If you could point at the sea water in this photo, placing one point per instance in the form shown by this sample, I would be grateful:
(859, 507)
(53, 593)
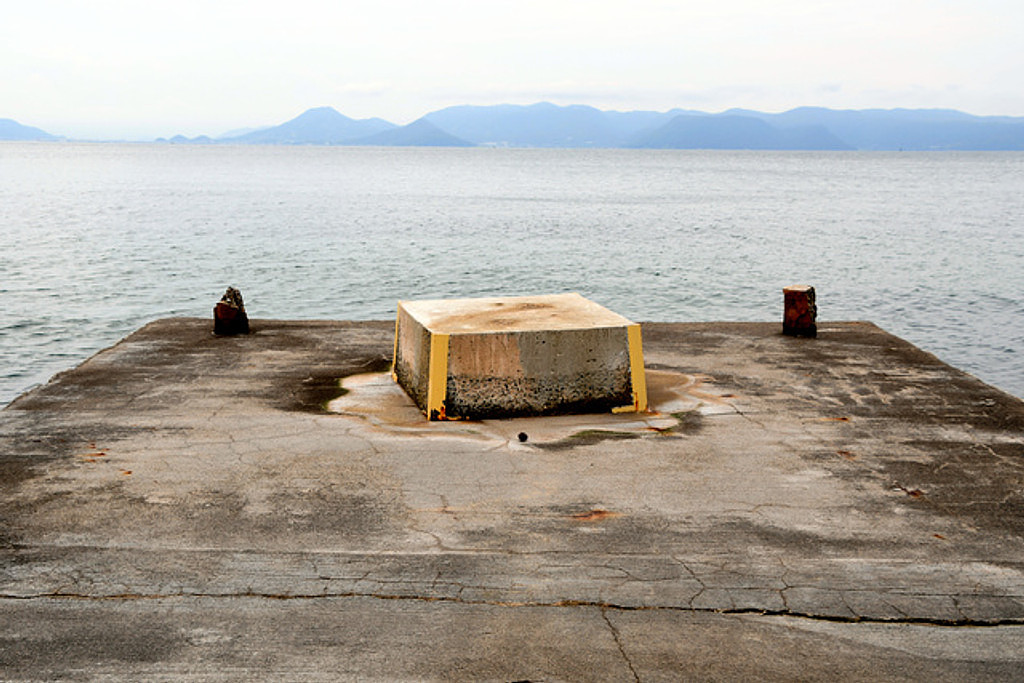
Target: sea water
(96, 240)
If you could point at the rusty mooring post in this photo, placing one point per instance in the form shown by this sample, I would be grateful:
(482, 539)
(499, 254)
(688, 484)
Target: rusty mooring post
(800, 317)
(229, 314)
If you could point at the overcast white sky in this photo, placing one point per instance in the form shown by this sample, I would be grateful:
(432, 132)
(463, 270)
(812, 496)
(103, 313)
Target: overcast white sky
(142, 69)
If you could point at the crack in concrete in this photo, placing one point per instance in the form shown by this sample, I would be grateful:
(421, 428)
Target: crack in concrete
(836, 619)
(619, 644)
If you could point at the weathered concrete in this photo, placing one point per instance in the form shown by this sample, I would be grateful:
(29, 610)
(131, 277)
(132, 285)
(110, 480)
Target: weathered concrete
(514, 356)
(185, 506)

________

### WHAT THIS TASK INVOLVES:
Examine the records and pull out every line where the string "shown" occurs.

### TASK OUTPUT:
If you could point at the sea water in this photo, placing one point per instance in the form shown by this sample, I would be grateful:
If you could point at the rusty mooring post in this photo, placing one point per instance in the form shown by this sample, I would be grateful:
If you could point at the overcast white sky in this photo, placing one point per instance in the form shown by this sample, I would be grateful:
If you could point at the crack in concrete in this photo, placing one point per instance in the form shown by this sample, I would be grateful:
If you could point at the weathered concrete in this photo, placing one point per instance in the form shown by this sample, I would be grateful:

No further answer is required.